Aim> Reproduce nothing but the closing run of lines: the line with "Tag every instance of the hand" and each line that follows it to the end of the data.

The data>
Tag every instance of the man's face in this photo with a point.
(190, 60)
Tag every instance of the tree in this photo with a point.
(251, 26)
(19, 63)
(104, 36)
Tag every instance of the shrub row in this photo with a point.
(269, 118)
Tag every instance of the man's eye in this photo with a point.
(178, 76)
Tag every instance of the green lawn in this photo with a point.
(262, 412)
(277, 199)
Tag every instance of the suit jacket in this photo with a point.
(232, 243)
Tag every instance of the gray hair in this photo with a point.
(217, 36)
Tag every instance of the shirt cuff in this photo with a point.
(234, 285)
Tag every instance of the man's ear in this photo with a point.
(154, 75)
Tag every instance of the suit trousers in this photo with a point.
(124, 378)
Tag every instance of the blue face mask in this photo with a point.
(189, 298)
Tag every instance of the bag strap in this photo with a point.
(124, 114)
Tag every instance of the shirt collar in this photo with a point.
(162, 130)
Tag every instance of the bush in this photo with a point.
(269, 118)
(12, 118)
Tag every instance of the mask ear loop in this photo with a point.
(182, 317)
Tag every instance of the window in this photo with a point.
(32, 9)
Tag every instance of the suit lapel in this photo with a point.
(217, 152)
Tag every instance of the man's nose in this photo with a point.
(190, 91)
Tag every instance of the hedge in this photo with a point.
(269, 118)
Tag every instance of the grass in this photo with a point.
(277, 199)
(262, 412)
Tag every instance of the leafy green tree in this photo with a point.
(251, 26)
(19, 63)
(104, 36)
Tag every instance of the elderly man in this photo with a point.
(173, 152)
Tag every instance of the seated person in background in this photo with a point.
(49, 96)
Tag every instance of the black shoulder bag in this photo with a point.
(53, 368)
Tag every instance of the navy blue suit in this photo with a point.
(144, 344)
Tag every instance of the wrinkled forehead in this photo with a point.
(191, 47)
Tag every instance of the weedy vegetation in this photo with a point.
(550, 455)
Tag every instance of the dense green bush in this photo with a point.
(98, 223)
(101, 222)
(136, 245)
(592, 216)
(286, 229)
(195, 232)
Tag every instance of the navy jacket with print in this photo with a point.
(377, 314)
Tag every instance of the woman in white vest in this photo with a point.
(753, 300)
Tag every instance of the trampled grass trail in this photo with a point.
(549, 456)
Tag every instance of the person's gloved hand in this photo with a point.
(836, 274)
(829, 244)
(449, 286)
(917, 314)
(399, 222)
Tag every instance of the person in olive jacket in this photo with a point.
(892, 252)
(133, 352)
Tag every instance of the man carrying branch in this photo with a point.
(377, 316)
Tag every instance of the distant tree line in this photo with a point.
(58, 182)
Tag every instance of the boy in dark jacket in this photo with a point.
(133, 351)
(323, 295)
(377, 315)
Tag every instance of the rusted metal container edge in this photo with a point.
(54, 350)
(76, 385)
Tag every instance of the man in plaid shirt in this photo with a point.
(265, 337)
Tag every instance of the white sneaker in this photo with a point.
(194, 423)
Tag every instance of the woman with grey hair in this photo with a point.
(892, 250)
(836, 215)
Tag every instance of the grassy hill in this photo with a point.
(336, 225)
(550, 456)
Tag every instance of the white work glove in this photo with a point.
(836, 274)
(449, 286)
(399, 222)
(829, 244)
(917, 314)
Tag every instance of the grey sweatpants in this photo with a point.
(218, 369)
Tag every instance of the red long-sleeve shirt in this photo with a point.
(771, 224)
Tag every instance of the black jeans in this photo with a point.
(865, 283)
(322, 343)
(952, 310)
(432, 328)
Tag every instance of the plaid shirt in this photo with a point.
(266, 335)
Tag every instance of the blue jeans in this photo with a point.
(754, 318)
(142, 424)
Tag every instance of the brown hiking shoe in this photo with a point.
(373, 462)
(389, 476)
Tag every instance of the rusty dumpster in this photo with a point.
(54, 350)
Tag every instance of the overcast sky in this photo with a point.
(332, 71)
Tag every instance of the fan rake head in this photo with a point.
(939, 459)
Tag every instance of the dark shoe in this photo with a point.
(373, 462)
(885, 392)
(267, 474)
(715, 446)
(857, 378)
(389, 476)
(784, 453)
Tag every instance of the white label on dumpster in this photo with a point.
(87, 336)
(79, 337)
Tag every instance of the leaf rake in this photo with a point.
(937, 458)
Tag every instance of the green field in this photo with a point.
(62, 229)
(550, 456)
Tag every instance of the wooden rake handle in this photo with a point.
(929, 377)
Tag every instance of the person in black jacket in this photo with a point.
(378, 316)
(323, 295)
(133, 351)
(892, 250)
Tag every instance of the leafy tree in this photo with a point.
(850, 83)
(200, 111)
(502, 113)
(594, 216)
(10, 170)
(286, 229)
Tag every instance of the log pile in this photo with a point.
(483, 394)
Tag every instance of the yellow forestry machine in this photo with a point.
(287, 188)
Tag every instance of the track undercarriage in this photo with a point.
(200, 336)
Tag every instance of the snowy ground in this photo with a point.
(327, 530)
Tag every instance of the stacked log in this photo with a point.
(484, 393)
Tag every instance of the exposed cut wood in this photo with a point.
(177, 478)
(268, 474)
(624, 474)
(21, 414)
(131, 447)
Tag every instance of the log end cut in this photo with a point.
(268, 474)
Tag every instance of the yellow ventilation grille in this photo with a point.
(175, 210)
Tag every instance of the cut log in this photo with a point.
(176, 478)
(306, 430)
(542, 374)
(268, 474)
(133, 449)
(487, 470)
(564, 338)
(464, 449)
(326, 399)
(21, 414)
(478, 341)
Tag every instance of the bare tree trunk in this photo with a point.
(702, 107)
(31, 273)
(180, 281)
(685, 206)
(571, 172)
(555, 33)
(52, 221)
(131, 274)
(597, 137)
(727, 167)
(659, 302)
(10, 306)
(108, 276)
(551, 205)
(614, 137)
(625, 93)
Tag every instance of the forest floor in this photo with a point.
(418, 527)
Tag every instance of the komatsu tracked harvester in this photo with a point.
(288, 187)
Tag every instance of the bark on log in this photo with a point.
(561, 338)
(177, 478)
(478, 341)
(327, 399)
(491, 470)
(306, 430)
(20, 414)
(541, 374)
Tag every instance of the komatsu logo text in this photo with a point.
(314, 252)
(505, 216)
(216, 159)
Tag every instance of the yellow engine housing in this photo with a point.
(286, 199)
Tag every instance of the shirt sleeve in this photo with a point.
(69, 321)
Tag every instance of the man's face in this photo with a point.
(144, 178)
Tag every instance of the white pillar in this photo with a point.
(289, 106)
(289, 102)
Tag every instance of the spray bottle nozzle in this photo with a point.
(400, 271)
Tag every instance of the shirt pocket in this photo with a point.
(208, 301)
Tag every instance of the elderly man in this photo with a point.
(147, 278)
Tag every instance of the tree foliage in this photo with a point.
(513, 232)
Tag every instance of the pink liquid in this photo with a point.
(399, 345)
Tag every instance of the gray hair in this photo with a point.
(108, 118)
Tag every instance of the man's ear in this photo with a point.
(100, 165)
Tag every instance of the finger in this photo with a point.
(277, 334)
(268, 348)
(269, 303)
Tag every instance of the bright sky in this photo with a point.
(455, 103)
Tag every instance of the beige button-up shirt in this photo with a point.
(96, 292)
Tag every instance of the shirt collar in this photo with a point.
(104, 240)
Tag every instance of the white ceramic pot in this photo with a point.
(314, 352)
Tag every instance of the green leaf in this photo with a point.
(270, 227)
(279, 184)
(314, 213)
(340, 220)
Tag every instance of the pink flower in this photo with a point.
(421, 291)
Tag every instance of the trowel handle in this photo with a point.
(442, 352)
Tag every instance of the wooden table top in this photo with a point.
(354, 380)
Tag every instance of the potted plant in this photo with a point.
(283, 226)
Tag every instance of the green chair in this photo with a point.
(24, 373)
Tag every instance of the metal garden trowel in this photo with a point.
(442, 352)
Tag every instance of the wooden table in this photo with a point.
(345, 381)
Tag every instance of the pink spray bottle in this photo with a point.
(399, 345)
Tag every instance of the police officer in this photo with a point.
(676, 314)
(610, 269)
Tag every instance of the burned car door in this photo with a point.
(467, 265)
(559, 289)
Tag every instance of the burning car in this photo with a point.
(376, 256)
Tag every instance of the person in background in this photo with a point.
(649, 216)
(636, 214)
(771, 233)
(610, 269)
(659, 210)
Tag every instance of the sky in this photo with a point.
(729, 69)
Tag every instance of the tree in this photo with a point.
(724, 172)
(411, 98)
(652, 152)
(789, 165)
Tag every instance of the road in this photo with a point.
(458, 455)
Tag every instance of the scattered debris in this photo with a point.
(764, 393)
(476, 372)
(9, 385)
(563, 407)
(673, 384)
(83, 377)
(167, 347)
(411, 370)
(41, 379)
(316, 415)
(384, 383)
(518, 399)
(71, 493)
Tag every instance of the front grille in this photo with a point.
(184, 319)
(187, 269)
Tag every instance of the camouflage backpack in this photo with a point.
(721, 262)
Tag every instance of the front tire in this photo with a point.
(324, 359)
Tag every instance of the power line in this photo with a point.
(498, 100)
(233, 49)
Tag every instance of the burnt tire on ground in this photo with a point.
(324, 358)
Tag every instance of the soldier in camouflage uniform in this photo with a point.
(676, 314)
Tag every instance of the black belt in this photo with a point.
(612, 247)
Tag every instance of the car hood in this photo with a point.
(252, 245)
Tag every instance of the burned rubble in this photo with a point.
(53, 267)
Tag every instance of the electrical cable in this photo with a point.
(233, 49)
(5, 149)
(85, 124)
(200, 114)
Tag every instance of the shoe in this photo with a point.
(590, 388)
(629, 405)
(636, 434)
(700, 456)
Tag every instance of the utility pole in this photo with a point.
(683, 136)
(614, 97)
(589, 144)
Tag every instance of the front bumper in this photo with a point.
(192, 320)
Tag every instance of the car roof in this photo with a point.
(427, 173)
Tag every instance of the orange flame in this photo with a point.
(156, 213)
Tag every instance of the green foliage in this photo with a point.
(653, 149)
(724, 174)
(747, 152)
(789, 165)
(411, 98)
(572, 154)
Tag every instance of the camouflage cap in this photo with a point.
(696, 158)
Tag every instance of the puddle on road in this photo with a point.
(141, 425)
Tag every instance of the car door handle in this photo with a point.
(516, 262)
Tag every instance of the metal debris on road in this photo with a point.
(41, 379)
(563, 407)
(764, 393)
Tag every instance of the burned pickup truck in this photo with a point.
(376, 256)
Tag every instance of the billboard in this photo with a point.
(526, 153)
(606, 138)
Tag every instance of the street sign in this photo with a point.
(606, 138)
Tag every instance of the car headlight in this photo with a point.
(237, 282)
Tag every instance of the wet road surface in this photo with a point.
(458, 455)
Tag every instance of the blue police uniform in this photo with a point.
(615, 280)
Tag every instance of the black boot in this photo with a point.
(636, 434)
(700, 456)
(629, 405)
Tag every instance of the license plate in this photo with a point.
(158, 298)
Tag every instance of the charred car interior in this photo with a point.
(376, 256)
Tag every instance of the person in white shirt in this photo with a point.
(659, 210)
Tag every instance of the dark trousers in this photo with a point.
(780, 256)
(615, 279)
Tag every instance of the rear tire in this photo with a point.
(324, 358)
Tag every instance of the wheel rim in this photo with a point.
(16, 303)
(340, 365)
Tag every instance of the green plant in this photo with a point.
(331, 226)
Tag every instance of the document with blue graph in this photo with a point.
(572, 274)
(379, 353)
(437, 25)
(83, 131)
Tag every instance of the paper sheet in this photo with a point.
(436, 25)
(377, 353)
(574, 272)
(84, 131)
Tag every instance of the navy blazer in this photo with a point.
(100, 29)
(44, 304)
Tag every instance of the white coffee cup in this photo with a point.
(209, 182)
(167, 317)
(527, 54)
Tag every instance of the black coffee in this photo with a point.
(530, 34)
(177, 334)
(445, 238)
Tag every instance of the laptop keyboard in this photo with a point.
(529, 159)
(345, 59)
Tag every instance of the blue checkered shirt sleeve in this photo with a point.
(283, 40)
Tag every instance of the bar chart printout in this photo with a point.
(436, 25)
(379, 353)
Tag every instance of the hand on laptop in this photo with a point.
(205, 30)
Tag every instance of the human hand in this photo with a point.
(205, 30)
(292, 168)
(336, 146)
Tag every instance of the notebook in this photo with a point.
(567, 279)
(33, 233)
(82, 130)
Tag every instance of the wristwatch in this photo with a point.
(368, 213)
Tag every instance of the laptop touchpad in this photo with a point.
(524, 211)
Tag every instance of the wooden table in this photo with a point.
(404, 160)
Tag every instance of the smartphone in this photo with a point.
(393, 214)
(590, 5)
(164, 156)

Response>
Tag every instance of the hand on laptop in this photo with a point.
(205, 30)
Tag every instance of the human hand in this photo with a point.
(205, 30)
(292, 168)
(336, 146)
Tag every instance of the notebook in this photo with a point.
(567, 279)
(33, 233)
(82, 130)
Tag every instance of the wristwatch in this photo with a point.
(368, 213)
Tag every instance of the laptop touchpad in this photo with a point.
(524, 211)
Tag every instance of the wooden table in this photo with a point.
(404, 160)
Tag every instance of the smartphone in this photo with a point.
(393, 214)
(590, 5)
(164, 156)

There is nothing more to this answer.